LISTA DE TAREFAS:
1/ Reescreva o trecho do texto sobre trabalho e dinheiro, tudo desde "Se questionarmos qual" até "qualidade de vida?", trocando "salário" por "ordenado".
2/ Diga se cada afirmação concorda com o texto sobre trabalho e dinheiro. Responda sim ou não e cite as palavras do texto que decidem.
(a) Quem escreve promete bater à porta da nova casa dele em Portugal.
(b) Segundo o texto, com dinheiro compra-se conforto, saúde, lazer e segurança.
(c) O texto afirma que um alto padrão de vida é o mesmo que uma alta qualidade de vida.
3/ Continue o texto sobre trabalho e dinheiro a partir do ponto em que ele termina.
---------- TEXTO DA PÁGINA ----------
A partir do momento em que ele nos dizia “até logo” e eu lhe prometia algum dia bater à porta na sua nova casa na Espanha, começavam a formar-se na minha cabeça algumas idéias sobre a natureza da relação de nós mesmos com o nosso trabalho, e até que ponto o vínculo que mantemos com as nossas atividades deve se sobrepor à realização de projetos pessoais. Em outras palavras, será que o dinheiro ganho com o nosso trabalho está desempenhando o seu real papel, que é meramente o de constituir um meio através do qual alcançamos nossa realização pessoal?
Se questionarmos qual a necessidade de um bom salário a alguém que ganha muito, essa pessoa provavelmente dirá que o objetivo do dinheiro é proporcionar para si e sua família uma vida digna. Com dinheiro banca-se um alto padrão de vida. Compra-se conforto, saúde, lazer e segurança. Mas será que isso representa o mesmo que uma alta qualidade de vida?
---------- DADOS FORNECIDOS ----------
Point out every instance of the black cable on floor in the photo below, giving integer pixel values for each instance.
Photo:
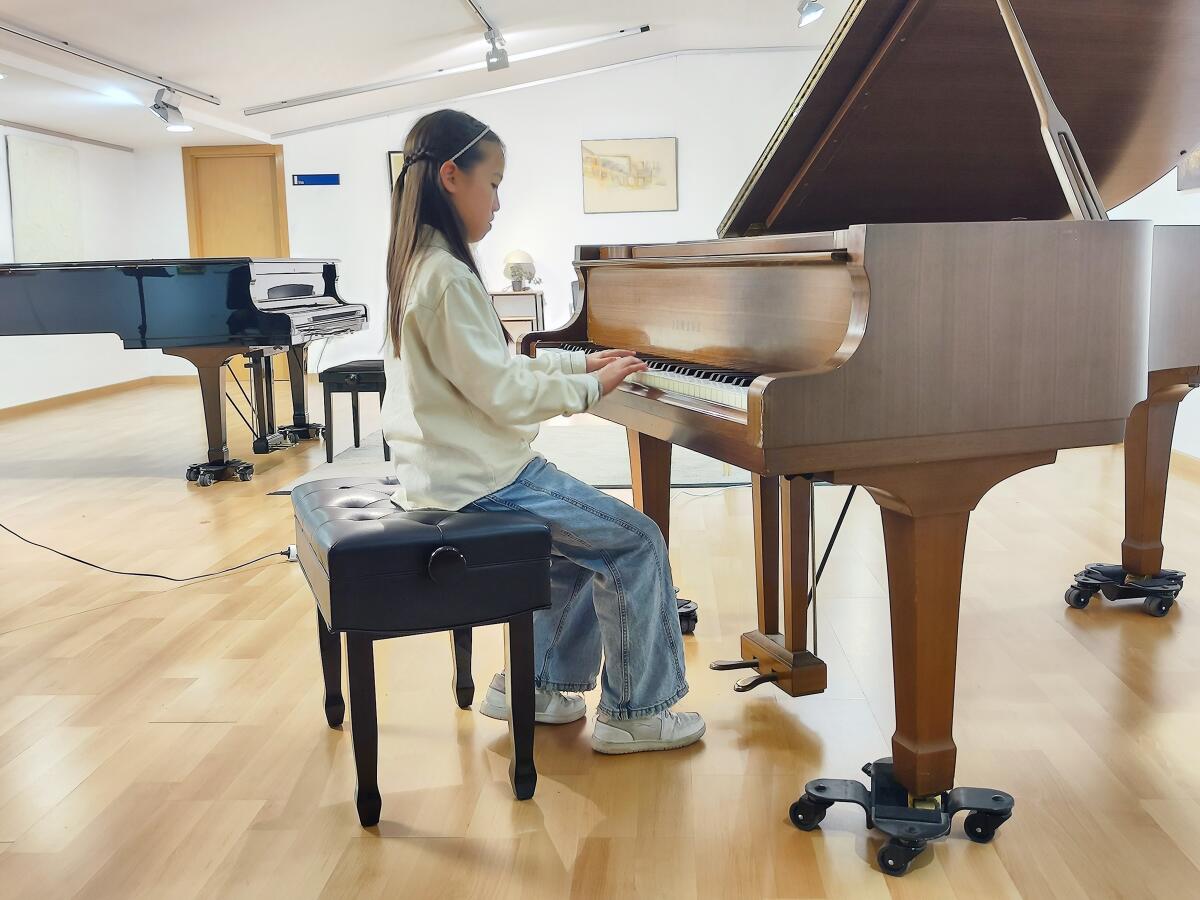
----------
RESPOSTAS POR TAREFA:
1/
Se questionarmos qual a necessidade de um bom ordenado a alguém que ganha muito, essa pessoa provavelmente dirá que o objetivo do dinheiro é proporcionar para si e sua família uma vida digna. Com dinheiro banca-se um alto padrão de vida. Compra-se conforto, saúde, lazer e segurança. Mas será que isso representa o mesmo que uma alta qualidade de vida?

2/
(a) Não: "eu lhe prometia algum dia bater à porta na sua nova casa na Espanha".
(b) Sim: "Compra-se conforto, saúde, lazer e segurança."
(c) Não: "Mas será que isso representa o mesmo que uma alta qualidade de vida?"

3/
Tomando um exemplo hipotético, do Dr Euclides e do Toninho, veremos que apesar da diferença de muitas centenas de reais no salário, grosso modo ambos conquistam as mesmas coisas, apenas um percorre um caminho mais longo que o outro para tal. Dr Euclides, por exemplo, paga mensalmente uma grande soma para uma firma de segurança evitar que marginais arrombem a sua casa. Na casa do Toninho, os únicos que entram sem serem convidados são as galinhas, que sua esposa enxota à vassouradas. Dr Euclides entrega outra soma considerável a uma academia para mantê-lo razoavelmente apresentável, enquanto o Toninho, apesar de adorar uma macarronada bem servida, nunca teve problemas com a balança, já que a lida no campo se encarrega de dar destino às suas calorias. Se o Dr Euclides gasta fortunas com médicos devido a problemas respiratórios crônicos agravados pela poluição, o Toninho se limita a comprar Mertiolate, esparadrapos e um tubo de Gelol quando algum cavalo xucro eventualmente o derruba no chão. Os cavalos são do Dr Euclides, que sempre que pode, compra uma passagem de avião e vai passar alguns dias revigorantes na sua fazenda, onde o Toninho trabalha como caseiro.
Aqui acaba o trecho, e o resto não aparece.